* AIM OF THE TASK *
Extract every line in the data below that contains the string "license". Copy each such line in full and unchanged.

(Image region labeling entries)
━━━━━━━━━━
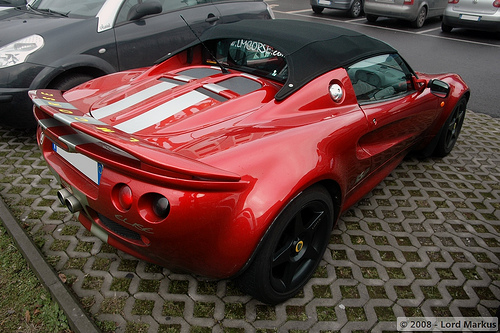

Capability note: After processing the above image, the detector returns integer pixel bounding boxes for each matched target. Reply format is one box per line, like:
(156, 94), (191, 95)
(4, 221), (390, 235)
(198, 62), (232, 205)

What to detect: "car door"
(114, 0), (220, 70)
(348, 54), (438, 171)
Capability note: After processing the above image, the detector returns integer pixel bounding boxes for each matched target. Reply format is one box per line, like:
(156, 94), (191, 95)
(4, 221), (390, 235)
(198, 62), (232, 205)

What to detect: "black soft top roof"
(175, 19), (397, 100)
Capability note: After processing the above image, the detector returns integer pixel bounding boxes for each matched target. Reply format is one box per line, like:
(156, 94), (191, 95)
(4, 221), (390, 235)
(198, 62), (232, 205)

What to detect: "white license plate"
(460, 14), (481, 22)
(52, 143), (104, 185)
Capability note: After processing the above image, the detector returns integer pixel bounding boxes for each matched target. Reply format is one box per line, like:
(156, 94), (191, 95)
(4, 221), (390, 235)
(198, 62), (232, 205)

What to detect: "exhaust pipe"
(57, 188), (73, 206)
(57, 188), (83, 214)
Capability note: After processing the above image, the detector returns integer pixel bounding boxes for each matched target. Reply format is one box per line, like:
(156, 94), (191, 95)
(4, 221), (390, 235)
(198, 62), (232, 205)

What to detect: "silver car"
(441, 0), (500, 32)
(310, 0), (363, 17)
(364, 0), (448, 28)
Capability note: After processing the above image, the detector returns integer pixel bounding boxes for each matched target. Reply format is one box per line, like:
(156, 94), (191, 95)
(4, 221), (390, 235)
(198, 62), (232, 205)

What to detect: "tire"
(411, 7), (427, 29)
(433, 97), (467, 157)
(348, 0), (363, 18)
(366, 14), (378, 23)
(312, 6), (325, 14)
(236, 186), (334, 304)
(47, 73), (94, 91)
(441, 22), (453, 32)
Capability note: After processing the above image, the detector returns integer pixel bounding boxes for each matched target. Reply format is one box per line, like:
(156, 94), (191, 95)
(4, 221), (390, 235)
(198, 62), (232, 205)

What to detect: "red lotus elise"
(30, 20), (470, 303)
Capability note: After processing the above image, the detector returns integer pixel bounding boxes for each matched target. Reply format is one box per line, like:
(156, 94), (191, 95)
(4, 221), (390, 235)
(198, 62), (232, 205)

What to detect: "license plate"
(460, 14), (481, 22)
(52, 143), (104, 185)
━━━━━━━━━━
* SOLUTION *
What to detect: "white license plate"
What to detect: "license plate"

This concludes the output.